BEGIN Source passage

What do you like to program in? Spin, PASM, forth? (Ok, kidding about forth )

Spin we haven't really seen yet but hopefully it should work the same with some added keywords and features. PASM transitionally should be similar and you can incrementally add new features. As you need them and learn them. The daunting part will be the 495+ PASM instructions and some of the new concepts: hardware multi-tasking, software multi-threading, hub execution, PTRX/PTRY, PTRY/PTRB, 256KB of HUBRAM, the new I/O pins, the new video, and more I'm forgetting.

Forth programming will be more awesome than ever!

C will be C with a bunch of new libraries...because that's what C always is.

Other languages will bloom and flourish or sprout, whither and die.

Should be fun times for all!!!

AntoineDoinel · 2014-04-05 09:55

mindrobots wrote: »

Rich,
C will be C with a bunch of new libraries...because that's what C always is.

Other languages will bloom and flourish or sprout, whither and die.

Should be fun times for all!!!

Cleaning the laptop screen, putting back the moka pot on the burner, and redoing coffee... and it's ALL YOUR FAULT!
LOL

W9GFO · 2014-04-05 10:07

I've been using Spin. My question is more about understanding how to use the chip. Multi threading, hub execution, hardware multitasking... the addition of these things and being able to effectively use them, makes me wonder if the P2 will be substantially different to understand and use than the P1. Or will these features be invisible to a regular user, being rolled up into new commands?

Put another way, a P1 variant with more pins and cogs would satisfy all my needs in a microcontroller. The P2 is sounding like extreme overkill for things that I do, and I am guessing, most people that use micro controllers. If there is to be no P1 variant then I will have to use the P2, which may well be an order of magnitude more power (or more) than I will ever use. Won't there be a huge gap between the P1 and the P2 in terms of capabilities and complexity?

END Source passage
BEGIN Data supplied

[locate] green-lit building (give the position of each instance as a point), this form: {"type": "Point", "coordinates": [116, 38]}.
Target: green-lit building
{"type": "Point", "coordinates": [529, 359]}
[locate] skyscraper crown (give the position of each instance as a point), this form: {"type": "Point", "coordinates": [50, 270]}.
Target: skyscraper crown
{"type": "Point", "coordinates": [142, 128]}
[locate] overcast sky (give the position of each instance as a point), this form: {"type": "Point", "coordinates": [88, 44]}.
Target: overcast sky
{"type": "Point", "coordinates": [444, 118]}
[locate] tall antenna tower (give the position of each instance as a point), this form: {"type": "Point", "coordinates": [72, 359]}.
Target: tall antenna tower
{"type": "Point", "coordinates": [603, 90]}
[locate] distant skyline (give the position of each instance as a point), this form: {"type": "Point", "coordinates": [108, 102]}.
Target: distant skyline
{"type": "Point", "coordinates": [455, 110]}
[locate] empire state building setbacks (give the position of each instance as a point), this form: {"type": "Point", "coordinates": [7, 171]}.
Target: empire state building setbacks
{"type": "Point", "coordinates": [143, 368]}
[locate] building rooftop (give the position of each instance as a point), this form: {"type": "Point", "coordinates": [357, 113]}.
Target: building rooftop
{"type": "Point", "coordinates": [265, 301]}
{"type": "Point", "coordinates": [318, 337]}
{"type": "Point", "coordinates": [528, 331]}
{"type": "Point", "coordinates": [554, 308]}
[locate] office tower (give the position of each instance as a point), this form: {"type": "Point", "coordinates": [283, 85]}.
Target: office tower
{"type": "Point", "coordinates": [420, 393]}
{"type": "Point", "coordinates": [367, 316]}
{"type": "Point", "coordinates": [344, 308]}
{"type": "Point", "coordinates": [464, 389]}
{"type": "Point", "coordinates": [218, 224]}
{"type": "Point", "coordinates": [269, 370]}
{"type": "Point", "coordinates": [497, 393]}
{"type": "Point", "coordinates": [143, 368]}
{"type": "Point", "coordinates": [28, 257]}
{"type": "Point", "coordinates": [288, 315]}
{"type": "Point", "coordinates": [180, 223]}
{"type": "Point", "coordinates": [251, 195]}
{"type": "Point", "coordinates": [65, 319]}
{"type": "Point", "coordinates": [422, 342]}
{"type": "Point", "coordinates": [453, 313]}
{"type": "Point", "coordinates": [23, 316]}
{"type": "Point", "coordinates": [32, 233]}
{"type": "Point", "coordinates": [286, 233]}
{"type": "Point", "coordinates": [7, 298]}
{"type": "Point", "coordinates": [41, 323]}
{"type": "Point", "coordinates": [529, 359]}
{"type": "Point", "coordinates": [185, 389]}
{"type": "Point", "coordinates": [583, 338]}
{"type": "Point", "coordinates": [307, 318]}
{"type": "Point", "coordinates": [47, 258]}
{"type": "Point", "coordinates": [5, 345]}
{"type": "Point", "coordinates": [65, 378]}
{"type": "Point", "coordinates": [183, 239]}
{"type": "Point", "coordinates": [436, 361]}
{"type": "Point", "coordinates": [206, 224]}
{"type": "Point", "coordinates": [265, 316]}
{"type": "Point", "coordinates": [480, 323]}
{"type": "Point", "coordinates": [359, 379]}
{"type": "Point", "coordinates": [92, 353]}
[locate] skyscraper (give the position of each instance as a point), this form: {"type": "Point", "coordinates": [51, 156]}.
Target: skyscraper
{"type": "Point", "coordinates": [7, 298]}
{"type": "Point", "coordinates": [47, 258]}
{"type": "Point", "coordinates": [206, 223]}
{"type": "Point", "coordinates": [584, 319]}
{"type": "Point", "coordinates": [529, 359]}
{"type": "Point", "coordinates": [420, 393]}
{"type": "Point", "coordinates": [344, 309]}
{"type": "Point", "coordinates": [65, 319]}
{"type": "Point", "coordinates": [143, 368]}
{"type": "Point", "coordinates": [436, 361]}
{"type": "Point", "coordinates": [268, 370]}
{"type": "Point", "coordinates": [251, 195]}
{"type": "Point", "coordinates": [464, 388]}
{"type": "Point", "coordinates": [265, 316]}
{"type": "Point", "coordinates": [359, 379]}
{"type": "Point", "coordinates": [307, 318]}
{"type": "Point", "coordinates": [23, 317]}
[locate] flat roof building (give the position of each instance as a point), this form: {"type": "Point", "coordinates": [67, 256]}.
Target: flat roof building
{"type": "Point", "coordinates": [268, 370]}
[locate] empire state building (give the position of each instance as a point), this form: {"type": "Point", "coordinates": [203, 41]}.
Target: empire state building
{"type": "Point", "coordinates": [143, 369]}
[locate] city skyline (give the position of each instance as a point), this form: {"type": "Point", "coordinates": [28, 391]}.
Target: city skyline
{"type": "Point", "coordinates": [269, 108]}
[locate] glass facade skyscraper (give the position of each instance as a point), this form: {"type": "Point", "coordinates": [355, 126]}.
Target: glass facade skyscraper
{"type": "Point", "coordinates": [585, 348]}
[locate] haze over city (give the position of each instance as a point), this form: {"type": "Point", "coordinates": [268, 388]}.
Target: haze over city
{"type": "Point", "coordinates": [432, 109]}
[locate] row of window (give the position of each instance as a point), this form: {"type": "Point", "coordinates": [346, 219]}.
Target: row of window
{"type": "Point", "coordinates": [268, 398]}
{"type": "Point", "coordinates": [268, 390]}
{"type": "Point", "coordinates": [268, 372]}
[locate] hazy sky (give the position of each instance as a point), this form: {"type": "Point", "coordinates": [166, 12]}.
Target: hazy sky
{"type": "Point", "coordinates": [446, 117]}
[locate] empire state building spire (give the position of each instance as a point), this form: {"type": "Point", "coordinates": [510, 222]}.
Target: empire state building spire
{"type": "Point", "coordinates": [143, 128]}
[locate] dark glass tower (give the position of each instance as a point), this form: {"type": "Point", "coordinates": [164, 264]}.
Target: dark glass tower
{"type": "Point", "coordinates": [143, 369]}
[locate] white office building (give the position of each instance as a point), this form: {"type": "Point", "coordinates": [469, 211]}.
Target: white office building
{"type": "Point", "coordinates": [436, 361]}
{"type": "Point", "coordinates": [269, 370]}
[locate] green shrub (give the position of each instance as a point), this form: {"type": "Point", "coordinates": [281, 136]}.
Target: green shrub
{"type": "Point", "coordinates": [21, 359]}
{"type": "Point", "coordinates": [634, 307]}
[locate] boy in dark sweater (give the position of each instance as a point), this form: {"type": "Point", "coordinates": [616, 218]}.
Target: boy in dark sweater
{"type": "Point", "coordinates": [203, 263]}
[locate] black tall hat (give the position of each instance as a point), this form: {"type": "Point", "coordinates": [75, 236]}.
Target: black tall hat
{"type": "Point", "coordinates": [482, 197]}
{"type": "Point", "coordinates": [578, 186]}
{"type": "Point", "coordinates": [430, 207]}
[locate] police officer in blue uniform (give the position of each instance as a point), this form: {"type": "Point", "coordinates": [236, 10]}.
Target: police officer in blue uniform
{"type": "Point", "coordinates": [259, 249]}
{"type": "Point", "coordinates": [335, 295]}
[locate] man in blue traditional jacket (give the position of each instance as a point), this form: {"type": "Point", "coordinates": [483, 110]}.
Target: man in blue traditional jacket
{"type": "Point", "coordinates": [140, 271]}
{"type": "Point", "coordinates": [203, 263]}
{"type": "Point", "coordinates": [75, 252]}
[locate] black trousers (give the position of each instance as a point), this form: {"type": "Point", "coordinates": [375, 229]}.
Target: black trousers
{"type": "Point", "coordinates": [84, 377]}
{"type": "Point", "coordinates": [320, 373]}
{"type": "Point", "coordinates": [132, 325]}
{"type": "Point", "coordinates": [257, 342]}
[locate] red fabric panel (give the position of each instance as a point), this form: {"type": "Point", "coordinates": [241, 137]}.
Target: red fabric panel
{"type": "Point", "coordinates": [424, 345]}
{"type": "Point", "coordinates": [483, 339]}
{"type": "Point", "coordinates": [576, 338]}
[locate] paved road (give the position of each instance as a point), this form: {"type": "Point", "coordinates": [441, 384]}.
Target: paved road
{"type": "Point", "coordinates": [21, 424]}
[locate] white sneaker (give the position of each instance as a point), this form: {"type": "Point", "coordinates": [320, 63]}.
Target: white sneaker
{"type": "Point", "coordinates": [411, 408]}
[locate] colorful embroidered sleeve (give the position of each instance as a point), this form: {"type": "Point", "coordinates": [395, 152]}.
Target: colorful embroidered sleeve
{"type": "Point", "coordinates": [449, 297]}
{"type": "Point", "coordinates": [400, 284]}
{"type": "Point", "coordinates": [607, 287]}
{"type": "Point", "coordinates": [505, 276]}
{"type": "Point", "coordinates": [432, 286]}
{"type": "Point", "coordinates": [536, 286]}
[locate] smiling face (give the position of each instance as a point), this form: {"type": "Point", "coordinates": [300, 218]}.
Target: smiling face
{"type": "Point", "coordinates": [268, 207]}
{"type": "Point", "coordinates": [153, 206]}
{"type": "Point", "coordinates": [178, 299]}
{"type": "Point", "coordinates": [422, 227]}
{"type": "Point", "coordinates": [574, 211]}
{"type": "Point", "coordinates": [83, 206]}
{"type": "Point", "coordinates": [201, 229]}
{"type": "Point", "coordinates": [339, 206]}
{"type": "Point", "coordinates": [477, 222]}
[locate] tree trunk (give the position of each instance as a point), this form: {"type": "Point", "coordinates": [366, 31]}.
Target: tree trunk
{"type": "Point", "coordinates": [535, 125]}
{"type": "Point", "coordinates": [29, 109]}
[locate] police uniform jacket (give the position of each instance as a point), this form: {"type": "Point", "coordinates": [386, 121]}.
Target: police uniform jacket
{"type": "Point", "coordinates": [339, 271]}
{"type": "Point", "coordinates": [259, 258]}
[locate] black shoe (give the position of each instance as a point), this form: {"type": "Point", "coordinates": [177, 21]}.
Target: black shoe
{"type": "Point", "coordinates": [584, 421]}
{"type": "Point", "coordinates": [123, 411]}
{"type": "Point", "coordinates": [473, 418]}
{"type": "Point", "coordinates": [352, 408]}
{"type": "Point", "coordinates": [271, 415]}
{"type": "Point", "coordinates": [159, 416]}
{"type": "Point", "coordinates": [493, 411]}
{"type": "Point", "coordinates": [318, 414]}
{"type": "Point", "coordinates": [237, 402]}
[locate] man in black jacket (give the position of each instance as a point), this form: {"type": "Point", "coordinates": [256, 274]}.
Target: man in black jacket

END Data supplied

# Given problem 1
Name every programming language that the P2 forum thread mentions by name.
# Given problem 2
Please rewrite everything in the P2 forum thread from "Spin we haven't" down to "awesome than ever!", putting "intimidating" in place of "daunting".
# Given problem 3
Extend the P2 forum thread with new writing that begins right after its final sentence.
The rows play no part in what comes next.

# Exercise answer 1
Spin, PASM, Forth, C

# Exercise answer 2
Spin we haven't really seen yet but hopefully it should work the same with some added keywords and features. PASM transitionally should be similar and you can incrementally add new features. As you need them and learn them. The intimidating part will be the 495+ PASM instructions and some of the new concepts: hardware multi-tasking, software multi-threading, hub execution, PTRX/PTRY, PTRY/PTRB, 256KB of HUBRAM, the new I/O pins, the new video, and more I'm forgetting.

Forth programming will be more awesome than ever!

# Exercise answer 3
mindrobots · 2014-04-05 10:14

AntoineDoinel wrote: »

Cleaning the laptop screen, putting back the moka pot on the burner, and redoing coffee... and it's ALL YOUR FAULT!
LOL

Mea culpa!!

mindrobots · 2014-04-05 10:23

W9GFO wrote: »

I've been using Spin. My question is more about understanding how to use the chip. Multi threading, hub execution, hardware multitasking... the addition of these things and being able to effectively use them, makes me wonder if the P2 will be substantially different to understand and use than the P1. Or will these features be invisible to a regular user, being rolled up into new commands?

Put another way, a P1 variant with more pins and cogs would satisfy all my needs in a microcontroller. The P2 is sounding like extreme overkill for things that I do, and I am guessing, most people that use micro controllers. If there is to be no P1 variant then I will have to use the P2, which may well be an order of magnitude more power (or more) than I will ever use. Won't there be a huge gap between the P1 and the P2 in terms of capabilities and complexity?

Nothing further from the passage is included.